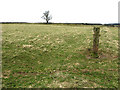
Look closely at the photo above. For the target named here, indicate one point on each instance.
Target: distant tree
(46, 16)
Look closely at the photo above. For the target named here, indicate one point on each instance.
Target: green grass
(58, 56)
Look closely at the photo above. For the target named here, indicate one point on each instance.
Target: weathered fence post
(96, 41)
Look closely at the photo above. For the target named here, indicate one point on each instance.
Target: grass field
(58, 56)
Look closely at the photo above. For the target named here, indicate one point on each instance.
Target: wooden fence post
(96, 41)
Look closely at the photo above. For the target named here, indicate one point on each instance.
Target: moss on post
(96, 35)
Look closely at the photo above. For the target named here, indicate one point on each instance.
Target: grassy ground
(58, 56)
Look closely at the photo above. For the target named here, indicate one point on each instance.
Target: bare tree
(46, 16)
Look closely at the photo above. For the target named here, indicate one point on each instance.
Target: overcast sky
(64, 11)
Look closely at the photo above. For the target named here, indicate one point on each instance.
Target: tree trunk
(47, 22)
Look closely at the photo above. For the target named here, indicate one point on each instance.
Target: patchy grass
(58, 56)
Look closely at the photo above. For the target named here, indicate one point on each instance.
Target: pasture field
(58, 56)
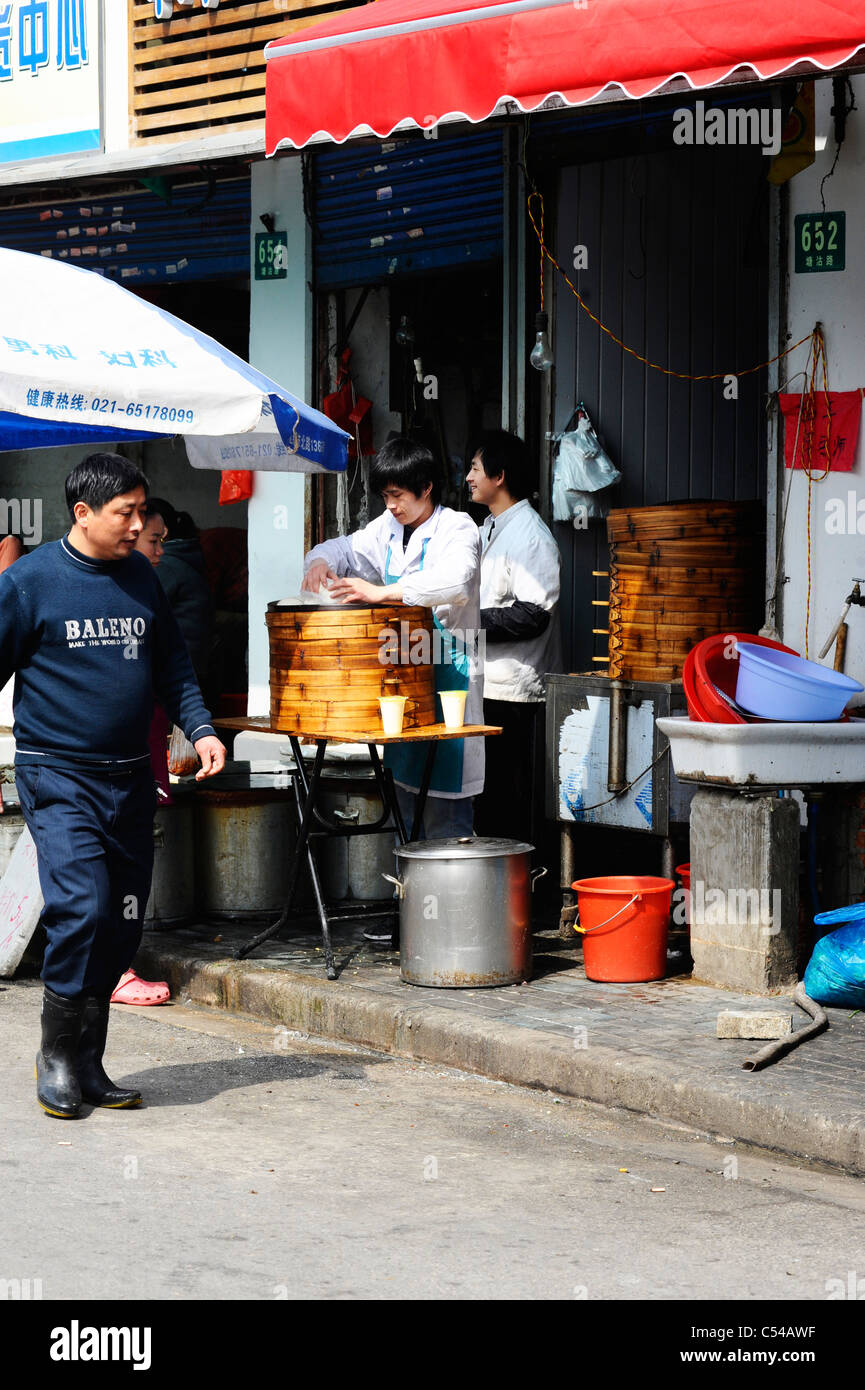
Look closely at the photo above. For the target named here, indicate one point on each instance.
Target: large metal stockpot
(465, 916)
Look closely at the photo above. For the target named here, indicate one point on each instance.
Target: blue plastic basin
(779, 685)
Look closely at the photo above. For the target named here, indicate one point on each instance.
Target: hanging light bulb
(541, 353)
(405, 334)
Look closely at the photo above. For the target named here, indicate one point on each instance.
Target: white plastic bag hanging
(581, 471)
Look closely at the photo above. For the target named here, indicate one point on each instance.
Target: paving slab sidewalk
(645, 1047)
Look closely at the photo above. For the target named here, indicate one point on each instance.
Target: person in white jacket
(519, 617)
(423, 555)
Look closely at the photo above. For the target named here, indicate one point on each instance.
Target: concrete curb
(426, 1032)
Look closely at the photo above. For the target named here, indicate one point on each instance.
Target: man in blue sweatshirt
(86, 630)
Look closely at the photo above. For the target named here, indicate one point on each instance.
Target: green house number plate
(271, 256)
(821, 242)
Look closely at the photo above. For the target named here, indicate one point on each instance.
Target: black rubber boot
(96, 1087)
(57, 1087)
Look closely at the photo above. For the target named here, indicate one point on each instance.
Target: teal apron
(451, 674)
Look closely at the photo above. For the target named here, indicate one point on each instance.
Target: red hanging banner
(235, 485)
(821, 445)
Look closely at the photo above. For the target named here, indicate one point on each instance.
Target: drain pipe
(780, 1045)
(616, 756)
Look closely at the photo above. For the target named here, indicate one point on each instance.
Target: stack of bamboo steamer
(679, 573)
(330, 665)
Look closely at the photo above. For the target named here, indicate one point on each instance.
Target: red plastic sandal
(131, 988)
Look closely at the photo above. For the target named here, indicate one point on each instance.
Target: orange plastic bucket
(684, 873)
(623, 922)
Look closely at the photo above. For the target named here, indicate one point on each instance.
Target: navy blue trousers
(93, 834)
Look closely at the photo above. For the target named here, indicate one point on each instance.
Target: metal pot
(245, 837)
(465, 915)
(171, 900)
(353, 868)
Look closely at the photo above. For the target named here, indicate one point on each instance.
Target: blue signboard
(49, 78)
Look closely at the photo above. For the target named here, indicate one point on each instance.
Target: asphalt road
(270, 1166)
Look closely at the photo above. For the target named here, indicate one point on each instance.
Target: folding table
(313, 824)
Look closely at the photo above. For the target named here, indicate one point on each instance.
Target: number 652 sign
(821, 242)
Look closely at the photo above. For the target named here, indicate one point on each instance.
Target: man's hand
(360, 591)
(212, 754)
(316, 576)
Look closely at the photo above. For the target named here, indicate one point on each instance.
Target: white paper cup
(392, 710)
(454, 708)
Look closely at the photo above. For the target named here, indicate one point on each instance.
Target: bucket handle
(536, 875)
(587, 930)
(398, 883)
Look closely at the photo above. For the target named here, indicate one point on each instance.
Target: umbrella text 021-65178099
(84, 360)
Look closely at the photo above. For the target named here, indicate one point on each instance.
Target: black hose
(779, 1045)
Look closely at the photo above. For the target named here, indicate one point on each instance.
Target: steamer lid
(309, 601)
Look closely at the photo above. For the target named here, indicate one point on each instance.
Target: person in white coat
(423, 555)
(520, 623)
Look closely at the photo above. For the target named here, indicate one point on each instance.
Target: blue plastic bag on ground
(836, 970)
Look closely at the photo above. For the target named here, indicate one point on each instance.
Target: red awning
(380, 64)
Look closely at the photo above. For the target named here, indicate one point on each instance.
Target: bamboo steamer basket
(679, 573)
(326, 673)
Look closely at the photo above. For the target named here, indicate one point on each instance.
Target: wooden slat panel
(224, 46)
(203, 22)
(159, 136)
(249, 106)
(200, 68)
(225, 39)
(249, 82)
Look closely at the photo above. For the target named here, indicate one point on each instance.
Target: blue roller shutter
(139, 238)
(403, 206)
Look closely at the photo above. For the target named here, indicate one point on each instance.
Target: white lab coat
(520, 562)
(440, 570)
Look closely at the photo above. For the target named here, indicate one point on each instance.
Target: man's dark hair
(402, 463)
(100, 477)
(502, 452)
(178, 524)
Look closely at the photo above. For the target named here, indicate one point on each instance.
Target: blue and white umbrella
(84, 360)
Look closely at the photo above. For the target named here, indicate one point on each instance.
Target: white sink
(766, 755)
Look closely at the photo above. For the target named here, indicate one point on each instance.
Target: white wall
(114, 75)
(837, 300)
(280, 344)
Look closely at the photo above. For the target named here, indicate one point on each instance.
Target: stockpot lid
(463, 847)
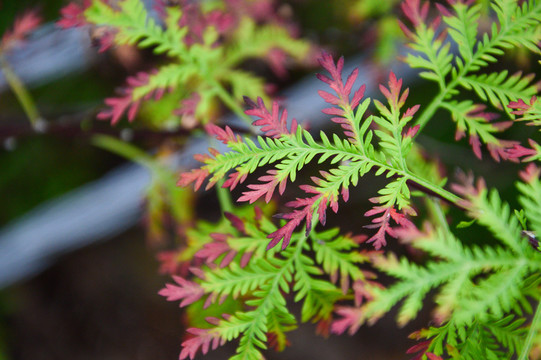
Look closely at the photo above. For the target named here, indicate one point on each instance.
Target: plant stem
(441, 193)
(531, 334)
(231, 103)
(431, 110)
(22, 94)
(224, 197)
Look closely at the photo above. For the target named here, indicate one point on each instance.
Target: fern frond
(473, 282)
(500, 89)
(289, 151)
(205, 60)
(264, 282)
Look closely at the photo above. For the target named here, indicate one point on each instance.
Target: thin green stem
(429, 112)
(442, 193)
(437, 212)
(20, 91)
(231, 103)
(531, 334)
(224, 197)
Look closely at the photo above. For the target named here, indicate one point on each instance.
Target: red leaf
(73, 15)
(225, 136)
(126, 103)
(204, 339)
(272, 124)
(234, 179)
(213, 250)
(520, 106)
(352, 319)
(196, 175)
(266, 188)
(343, 92)
(530, 174)
(188, 292)
(295, 218)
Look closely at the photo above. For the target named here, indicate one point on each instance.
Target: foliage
(482, 286)
(207, 44)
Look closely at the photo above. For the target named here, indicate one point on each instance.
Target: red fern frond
(215, 249)
(520, 107)
(383, 224)
(196, 175)
(204, 339)
(188, 292)
(266, 188)
(234, 179)
(73, 15)
(343, 91)
(272, 124)
(126, 103)
(350, 321)
(226, 135)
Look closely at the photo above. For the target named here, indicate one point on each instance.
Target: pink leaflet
(343, 91)
(188, 292)
(125, 103)
(518, 151)
(272, 124)
(295, 218)
(415, 12)
(204, 339)
(225, 136)
(530, 174)
(264, 189)
(234, 179)
(520, 107)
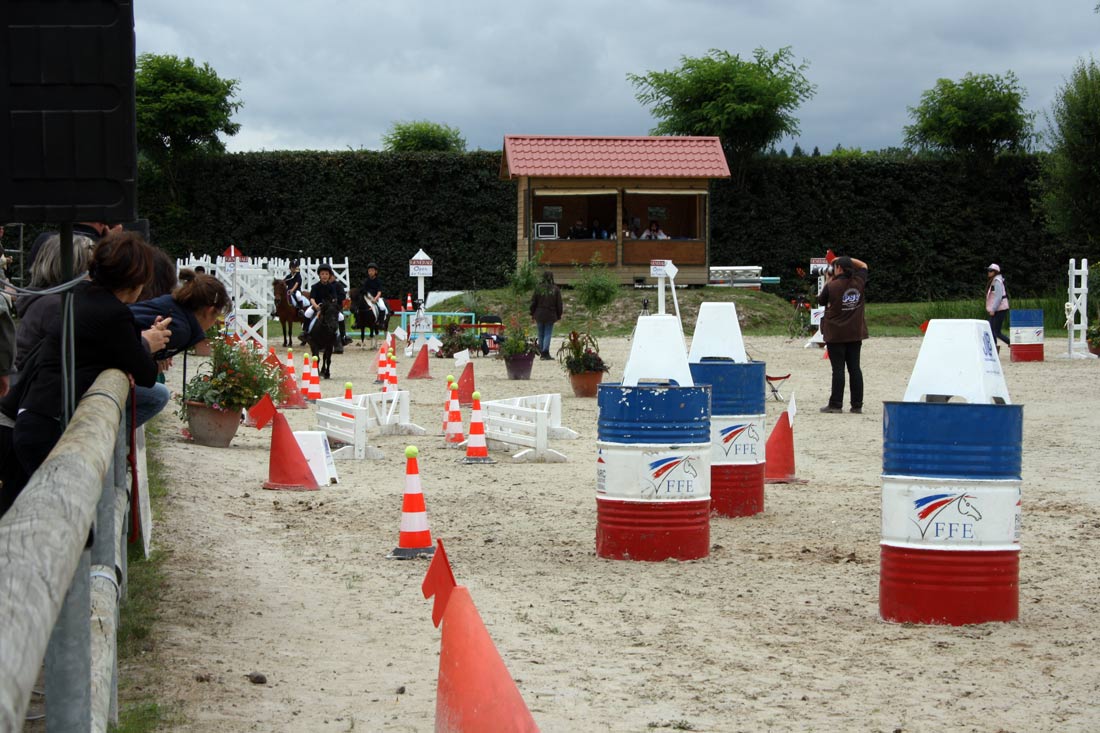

_The task_
Pick out and copy every line above that contains the string "steamer".

_The response_
Target: stack of bamboo steamer
Target: steamer lid
Target: bamboo steamer basket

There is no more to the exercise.